> **EXERCISE TASK 1**: Print the passage below on the debt carried by mortgage holders, word for word and in full.

> **READING TEXT**:
---*---
Mortgage holders now have an average of $25,000 per borrower in non-mortgage debt, $1,400 higher than a year ago and $2,600 more than in 2011. Much of the increase stems from auto-related debt, which makes up 81% of the overall increase from four years ago.

Student loan debt has also skyrocketed — 15% of mortgage holders carry student loans, with an average balance of roughly $35,000. The situation is most pronounced for Federal Housing Administration borrowers — roughly 25% of all active FHA loans carry student loan debt versus just 13% for loans distributed by government-sponsored enterprises.

"The more total debt borrowers are carrying and the higher monthly non-mortgage payments they have, the less money they have to put toward a new home purchase, or potentially even their current mortgage obligations," said Black Knight Data & Analytics senior vice president Ben Graboske in an Aug. 3 news release. He also noted a correlation between non-mortgage debt and inquiries about a new mortgage, "with those who have recent mortgage inquiries on their credit reports carrying nearly 40% more debt than borrowers who do not."

Black Knight also noted that in 2015 through May, the number of underwater borrowers has decreased 26% to 6.1% of active mortgages. This figure improves for certain states — a third of borrowers in California who started the year underwater on their mortgage are no longer in a negative equity position.
---*---
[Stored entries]
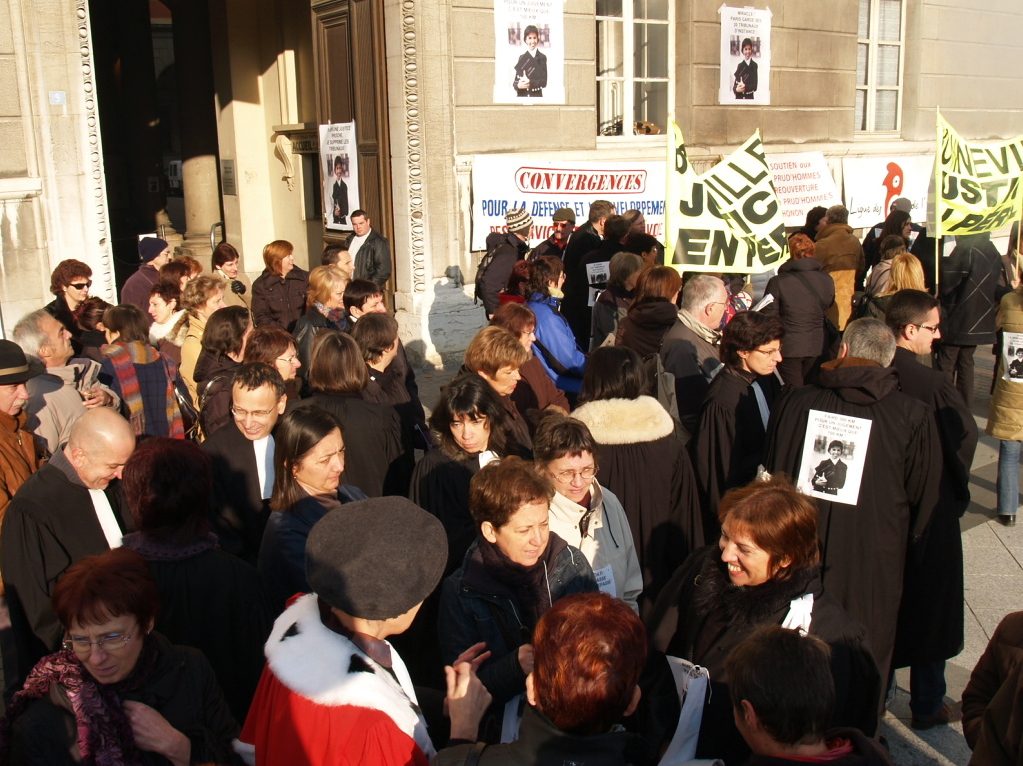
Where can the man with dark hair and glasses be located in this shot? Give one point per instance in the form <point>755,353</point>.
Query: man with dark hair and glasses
<point>930,625</point>
<point>242,460</point>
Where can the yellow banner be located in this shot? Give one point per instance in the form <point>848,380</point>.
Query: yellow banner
<point>978,186</point>
<point>726,221</point>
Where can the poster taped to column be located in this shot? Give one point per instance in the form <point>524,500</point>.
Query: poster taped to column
<point>873,183</point>
<point>979,187</point>
<point>529,51</point>
<point>802,181</point>
<point>541,186</point>
<point>745,56</point>
<point>727,220</point>
<point>340,165</point>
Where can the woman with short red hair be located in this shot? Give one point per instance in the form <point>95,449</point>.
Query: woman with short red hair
<point>588,654</point>
<point>764,570</point>
<point>279,293</point>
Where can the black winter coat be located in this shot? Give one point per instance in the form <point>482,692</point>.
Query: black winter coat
<point>702,617</point>
<point>183,689</point>
<point>214,378</point>
<point>278,302</point>
<point>542,744</point>
<point>970,293</point>
<point>506,253</point>
<point>648,468</point>
<point>372,262</point>
<point>237,510</point>
<point>798,308</point>
<point>897,495</point>
<point>728,445</point>
<point>375,460</point>
<point>213,601</point>
<point>930,621</point>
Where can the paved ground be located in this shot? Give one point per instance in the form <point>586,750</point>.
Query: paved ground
<point>993,587</point>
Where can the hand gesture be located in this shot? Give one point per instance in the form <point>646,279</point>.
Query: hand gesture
<point>153,734</point>
<point>466,700</point>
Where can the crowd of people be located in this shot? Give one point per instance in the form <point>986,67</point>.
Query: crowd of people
<point>654,517</point>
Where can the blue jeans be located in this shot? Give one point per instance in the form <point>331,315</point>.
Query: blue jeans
<point>1009,478</point>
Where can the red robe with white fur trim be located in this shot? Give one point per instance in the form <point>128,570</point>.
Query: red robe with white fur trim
<point>321,702</point>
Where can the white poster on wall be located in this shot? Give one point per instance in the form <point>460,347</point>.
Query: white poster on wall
<point>340,165</point>
<point>872,184</point>
<point>745,56</point>
<point>541,186</point>
<point>529,51</point>
<point>802,181</point>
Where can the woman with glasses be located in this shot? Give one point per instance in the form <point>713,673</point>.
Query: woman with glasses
<point>512,574</point>
<point>70,283</point>
<point>308,461</point>
<point>276,348</point>
<point>470,427</point>
<point>729,441</point>
<point>642,461</point>
<point>223,349</point>
<point>584,513</point>
<point>535,392</point>
<point>210,598</point>
<point>119,692</point>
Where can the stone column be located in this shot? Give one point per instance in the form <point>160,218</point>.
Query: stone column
<point>197,120</point>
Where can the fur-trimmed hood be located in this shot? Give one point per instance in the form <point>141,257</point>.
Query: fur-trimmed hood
<point>626,420</point>
<point>326,668</point>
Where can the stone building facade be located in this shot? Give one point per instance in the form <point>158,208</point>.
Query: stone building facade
<point>853,78</point>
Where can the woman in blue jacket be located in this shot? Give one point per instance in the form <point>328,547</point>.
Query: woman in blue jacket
<point>561,357</point>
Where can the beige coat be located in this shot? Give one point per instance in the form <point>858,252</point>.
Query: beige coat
<point>841,256</point>
<point>190,350</point>
<point>1005,421</point>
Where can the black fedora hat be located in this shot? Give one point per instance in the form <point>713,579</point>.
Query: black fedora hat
<point>14,367</point>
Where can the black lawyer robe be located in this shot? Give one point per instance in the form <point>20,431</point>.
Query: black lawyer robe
<point>931,622</point>
<point>863,546</point>
<point>729,442</point>
<point>237,510</point>
<point>50,525</point>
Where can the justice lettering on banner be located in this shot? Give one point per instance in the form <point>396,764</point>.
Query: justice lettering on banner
<point>978,186</point>
<point>727,220</point>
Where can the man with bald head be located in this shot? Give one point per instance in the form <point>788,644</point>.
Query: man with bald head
<point>70,508</point>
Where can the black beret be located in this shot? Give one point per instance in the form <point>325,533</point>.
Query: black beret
<point>375,558</point>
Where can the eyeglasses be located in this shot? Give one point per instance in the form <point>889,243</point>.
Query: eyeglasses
<point>258,414</point>
<point>567,477</point>
<point>109,642</point>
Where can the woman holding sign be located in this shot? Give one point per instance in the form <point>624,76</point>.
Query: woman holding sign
<point>1005,421</point>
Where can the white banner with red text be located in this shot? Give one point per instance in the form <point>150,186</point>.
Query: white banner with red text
<point>541,186</point>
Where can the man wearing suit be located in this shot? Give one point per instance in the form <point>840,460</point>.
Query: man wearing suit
<point>242,460</point>
<point>340,192</point>
<point>70,508</point>
<point>531,69</point>
<point>745,84</point>
<point>830,476</point>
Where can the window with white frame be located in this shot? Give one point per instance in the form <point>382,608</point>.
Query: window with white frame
<point>879,65</point>
<point>632,54</point>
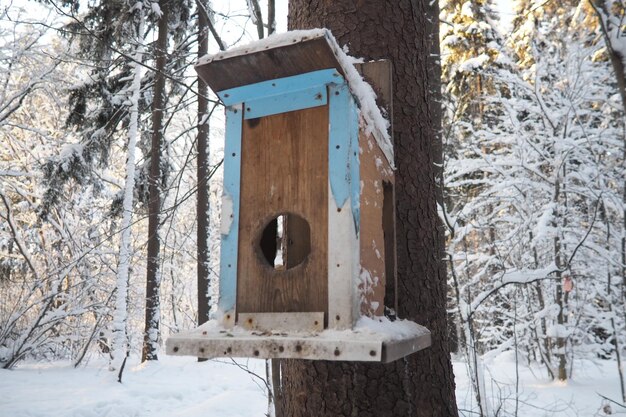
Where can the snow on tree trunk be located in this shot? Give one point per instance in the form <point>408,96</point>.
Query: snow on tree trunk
<point>421,384</point>
<point>120,317</point>
<point>153,276</point>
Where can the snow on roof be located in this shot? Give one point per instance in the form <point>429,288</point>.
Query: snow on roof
<point>375,122</point>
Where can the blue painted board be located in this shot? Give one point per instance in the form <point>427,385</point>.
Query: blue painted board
<point>232,185</point>
<point>297,100</point>
<point>343,149</point>
<point>280,86</point>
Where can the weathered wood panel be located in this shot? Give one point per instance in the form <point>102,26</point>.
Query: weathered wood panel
<point>285,61</point>
<point>284,170</point>
<point>377,234</point>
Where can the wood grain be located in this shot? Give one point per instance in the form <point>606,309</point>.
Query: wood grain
<point>311,55</point>
<point>375,240</point>
<point>284,170</point>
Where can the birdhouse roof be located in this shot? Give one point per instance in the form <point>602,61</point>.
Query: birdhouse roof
<point>293,53</point>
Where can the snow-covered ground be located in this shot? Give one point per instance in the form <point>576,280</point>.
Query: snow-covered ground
<point>183,387</point>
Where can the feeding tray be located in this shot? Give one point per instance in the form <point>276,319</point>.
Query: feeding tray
<point>308,255</point>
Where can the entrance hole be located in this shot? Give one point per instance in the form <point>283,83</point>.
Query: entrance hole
<point>285,241</point>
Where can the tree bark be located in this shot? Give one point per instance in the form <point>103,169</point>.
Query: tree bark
<point>153,276</point>
<point>421,384</point>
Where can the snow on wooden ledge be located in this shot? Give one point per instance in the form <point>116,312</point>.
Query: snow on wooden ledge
<point>371,340</point>
<point>375,122</point>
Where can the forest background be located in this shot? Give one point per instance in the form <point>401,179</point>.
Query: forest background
<point>111,152</point>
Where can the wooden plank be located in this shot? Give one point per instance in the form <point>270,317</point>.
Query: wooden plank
<point>348,347</point>
<point>377,243</point>
<point>289,101</point>
<point>343,210</point>
<point>230,214</point>
<point>396,349</point>
<point>310,55</point>
<point>288,322</point>
<point>284,170</point>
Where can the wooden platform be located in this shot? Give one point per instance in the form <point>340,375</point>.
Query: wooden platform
<point>367,342</point>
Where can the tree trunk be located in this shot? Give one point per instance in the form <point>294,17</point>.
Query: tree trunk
<point>153,277</point>
<point>202,143</point>
<point>120,317</point>
<point>421,384</point>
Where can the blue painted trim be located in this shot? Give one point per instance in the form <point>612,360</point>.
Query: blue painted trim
<point>339,143</point>
<point>232,186</point>
<point>343,150</point>
<point>280,86</point>
<point>355,173</point>
<point>298,100</point>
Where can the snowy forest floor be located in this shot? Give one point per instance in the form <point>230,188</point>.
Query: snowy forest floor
<point>186,388</point>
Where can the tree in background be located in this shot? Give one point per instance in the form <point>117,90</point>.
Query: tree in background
<point>421,384</point>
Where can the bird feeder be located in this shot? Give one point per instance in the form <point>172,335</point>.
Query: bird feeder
<point>308,257</point>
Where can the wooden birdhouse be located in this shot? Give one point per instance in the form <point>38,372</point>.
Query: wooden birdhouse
<point>308,257</point>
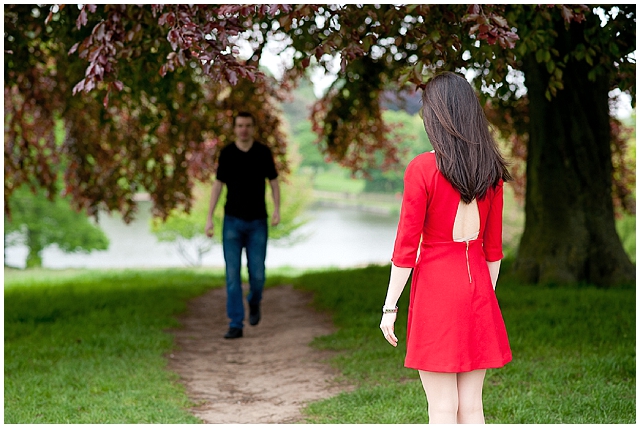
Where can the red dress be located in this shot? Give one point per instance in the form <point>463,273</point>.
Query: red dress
<point>455,324</point>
---*---
> **EXERCISE TASK 2**: Output the lines of the entries above verbatim, starting at the line containing "Where can the birdhouse" and ending at the line containing "<point>183,387</point>".

> **TASK OUTPUT 1**:
Mortgage holders now have an average of $25,000 per borrower in non-mortgage debt, $1,400 higher than a year ago and $2,600 more than in 2011. Much of the increase stems from auto-related debt, which makes up 81% of the overall increase from four years ago.

Student loan debt has also skyrocketed — 15% of mortgage holders carry student loans, with an average balance of roughly $35,000. The situation is most pronounced for Federal Housing Administration borrowers — roughly 25% of all active FHA loans carry student loan debt versus just 13% for loans distributed by government-sponsored enterprises.

"The more total debt borrowers are carrying and the higher monthly non-mortgage payments they have, the less money they have to put toward a new home purchase, or potentially even their current mortgage obligations," said Black Knight Data & Analytics senior vice president Ben Graboske in an Aug. 3 news release. He also noted a correlation between non-mortgage debt and inquiries about a new mortgage, "with those who have recent mortgage inquiries on their credit reports carrying nearly 40% more debt than borrowers who do not."

Black Knight also noted that in 2015 through May, the number of underwater borrowers has decreased 26% to 6.1% of active mortgages. This figure improves for certain states — a third of borrowers in California who started the year underwater on their mortgage are no longer in a negative equity position.

> **TASK OUTPUT 2**:
Where can the birdhouse roof be located in this shot? Give one point per instance in the form <point>602,61</point>.
Query: birdhouse roof
<point>293,53</point>
Where can the snow-covered ground be located in this shot? Give one point per instance in the form <point>576,280</point>.
Query: snow-covered ground
<point>183,387</point>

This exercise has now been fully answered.